- **Task directions**
Below are some records; retype all of them exactly.

- **Data**
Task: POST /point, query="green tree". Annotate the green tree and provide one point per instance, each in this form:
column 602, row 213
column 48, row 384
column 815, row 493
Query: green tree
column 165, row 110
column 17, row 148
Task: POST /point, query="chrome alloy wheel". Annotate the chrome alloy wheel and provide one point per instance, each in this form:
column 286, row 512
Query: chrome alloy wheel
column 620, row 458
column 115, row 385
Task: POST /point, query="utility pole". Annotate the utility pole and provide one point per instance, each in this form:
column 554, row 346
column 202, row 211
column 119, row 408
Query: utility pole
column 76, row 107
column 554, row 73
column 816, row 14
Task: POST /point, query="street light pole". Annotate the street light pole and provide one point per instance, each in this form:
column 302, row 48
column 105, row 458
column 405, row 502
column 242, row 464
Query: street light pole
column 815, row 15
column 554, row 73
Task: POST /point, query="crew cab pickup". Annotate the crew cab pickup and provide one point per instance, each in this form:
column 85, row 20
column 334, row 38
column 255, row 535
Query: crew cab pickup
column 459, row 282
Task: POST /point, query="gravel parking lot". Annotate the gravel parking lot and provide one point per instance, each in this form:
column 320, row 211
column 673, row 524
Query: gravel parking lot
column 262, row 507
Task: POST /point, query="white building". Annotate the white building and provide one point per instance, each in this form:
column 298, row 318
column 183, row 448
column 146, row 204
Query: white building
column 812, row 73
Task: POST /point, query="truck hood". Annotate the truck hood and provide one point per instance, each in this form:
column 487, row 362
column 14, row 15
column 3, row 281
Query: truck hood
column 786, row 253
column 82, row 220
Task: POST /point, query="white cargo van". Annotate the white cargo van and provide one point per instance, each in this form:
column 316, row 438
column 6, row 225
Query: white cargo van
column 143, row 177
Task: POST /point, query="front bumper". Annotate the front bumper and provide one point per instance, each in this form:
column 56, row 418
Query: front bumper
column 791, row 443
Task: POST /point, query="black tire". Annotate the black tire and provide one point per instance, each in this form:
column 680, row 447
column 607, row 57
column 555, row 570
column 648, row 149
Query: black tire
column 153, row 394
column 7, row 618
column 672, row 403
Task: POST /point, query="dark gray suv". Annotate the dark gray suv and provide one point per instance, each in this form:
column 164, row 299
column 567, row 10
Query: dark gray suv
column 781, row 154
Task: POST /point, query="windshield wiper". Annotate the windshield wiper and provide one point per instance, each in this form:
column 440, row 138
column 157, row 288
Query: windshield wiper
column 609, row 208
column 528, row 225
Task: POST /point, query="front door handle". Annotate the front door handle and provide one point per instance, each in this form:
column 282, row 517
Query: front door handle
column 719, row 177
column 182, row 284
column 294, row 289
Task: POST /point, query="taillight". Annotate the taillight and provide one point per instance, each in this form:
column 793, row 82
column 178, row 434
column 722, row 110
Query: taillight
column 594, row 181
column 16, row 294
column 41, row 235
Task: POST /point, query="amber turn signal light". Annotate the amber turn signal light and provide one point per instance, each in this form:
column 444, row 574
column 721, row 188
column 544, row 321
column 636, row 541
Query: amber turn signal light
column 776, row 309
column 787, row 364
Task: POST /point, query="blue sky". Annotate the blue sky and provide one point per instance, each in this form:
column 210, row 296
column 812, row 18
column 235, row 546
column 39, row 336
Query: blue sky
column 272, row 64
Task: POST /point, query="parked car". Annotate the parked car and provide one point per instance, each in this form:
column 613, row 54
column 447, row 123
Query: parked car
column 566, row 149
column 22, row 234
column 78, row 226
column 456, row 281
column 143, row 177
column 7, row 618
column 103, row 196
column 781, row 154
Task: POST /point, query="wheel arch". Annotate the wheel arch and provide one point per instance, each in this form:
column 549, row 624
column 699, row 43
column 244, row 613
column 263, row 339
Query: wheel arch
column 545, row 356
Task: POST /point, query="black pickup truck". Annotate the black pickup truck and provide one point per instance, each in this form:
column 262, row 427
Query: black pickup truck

- **Exercise result**
Task: POST /point, query="green tree". Annotate the green tree and provide one point per instance, each in this form:
column 602, row 213
column 48, row 384
column 815, row 493
Query: green tree
column 165, row 110
column 17, row 148
Task: POST /point, query="chrome alloy wheel". Annotate the chrome alloy wheel and provide one point per instance, each in this form:
column 286, row 512
Query: chrome alloy wheel
column 620, row 458
column 115, row 385
Task: POST /point, query="utility pole". Annotate the utility pole and provide one point per instance, each in this form:
column 554, row 346
column 202, row 211
column 119, row 408
Query: utility pole
column 76, row 107
column 554, row 73
column 816, row 14
Task: POST /point, query="street light pole". Annotate the street light pole and provide one point per instance, each in this form:
column 302, row 48
column 105, row 458
column 405, row 502
column 242, row 464
Query: street light pole
column 815, row 15
column 554, row 73
Task: POST /point, query="crew cab pickup". Annotate the crew cab pickup and provide one point per instance, each in this form:
column 85, row 20
column 334, row 38
column 255, row 535
Query: crew cab pickup
column 459, row 282
Task: POST /point, query="gravel parking lot". Annotate the gravel parking lot and provide one point per instance, each in this form:
column 320, row 211
column 673, row 524
Query: gravel parking lot
column 262, row 507
Task: POST /point, query="white building". Annotate the white building and provide one point per instance, each in this form:
column 298, row 318
column 183, row 448
column 146, row 204
Query: white building
column 812, row 73
Task: POST /point, query="truck hood". Annotate the truck hood and provide one point per instance, each in this form:
column 487, row 362
column 14, row 15
column 3, row 281
Query: truck hood
column 786, row 253
column 82, row 220
Task: POST /point, query="white cargo van". Annotate the white cargo van and provide one point per instance, each in this form:
column 316, row 438
column 6, row 225
Query: white cargo van
column 143, row 177
Task: POST /point, query="front bumper". Annotate the front bumper and provide one point per instance, each in this form:
column 56, row 418
Query: front bumper
column 791, row 443
Task: POST /point, query="black tire". Annotate the black tire and provide one point per instance, each in this form:
column 680, row 447
column 607, row 57
column 555, row 570
column 648, row 149
Query: black tire
column 153, row 394
column 7, row 618
column 672, row 403
Task: POST /point, query="dark gray suv". Annotate the dark gray suv and provide one point per instance, each in this form:
column 164, row 299
column 567, row 10
Query: dark gray suv
column 781, row 154
Task: POST /point, query="windshield wiper". Annotate the windshield wiper and provide one point per instance, each in this form:
column 440, row 138
column 157, row 288
Query: windshield wiper
column 609, row 208
column 528, row 225
Task: POST /point, query="front door handle". Annotate the front door handle and provide one point per instance, each in this form:
column 282, row 517
Query: front door handle
column 719, row 177
column 182, row 284
column 294, row 289
Task: POST /point, query="taillight". Annotate the taillight and provide one point per instance, each in this form:
column 793, row 82
column 178, row 434
column 722, row 110
Query: taillight
column 594, row 181
column 16, row 294
column 41, row 235
Task: POST /point, query="amber turn signal light". Annotate the amber turn signal light and provide one point per instance, each in this form:
column 444, row 574
column 721, row 188
column 544, row 321
column 636, row 541
Query: amber turn signal light
column 776, row 309
column 787, row 364
Task: POST /point, query="blue sky". Annotate the blue sky and provide one point per instance, each in this form:
column 210, row 296
column 812, row 18
column 235, row 546
column 39, row 336
Query: blue sky
column 272, row 64
Task: POST /point, query="parked car". Annotate the parked car and provide one point per instance, each in this form:
column 613, row 54
column 447, row 123
Query: parked car
column 566, row 149
column 22, row 234
column 78, row 226
column 456, row 281
column 143, row 177
column 7, row 618
column 103, row 196
column 781, row 154
Task: POST /point, query="wheel arch". Annotate the wheel arch and provide one point per instance, each in this form:
column 549, row 624
column 699, row 43
column 244, row 613
column 263, row 339
Query: wheel arch
column 545, row 356
Task: POST /point, query="black pickup truck". Annotate the black pickup truck and provide one point per instance, each in this form:
column 262, row 427
Query: black pickup truck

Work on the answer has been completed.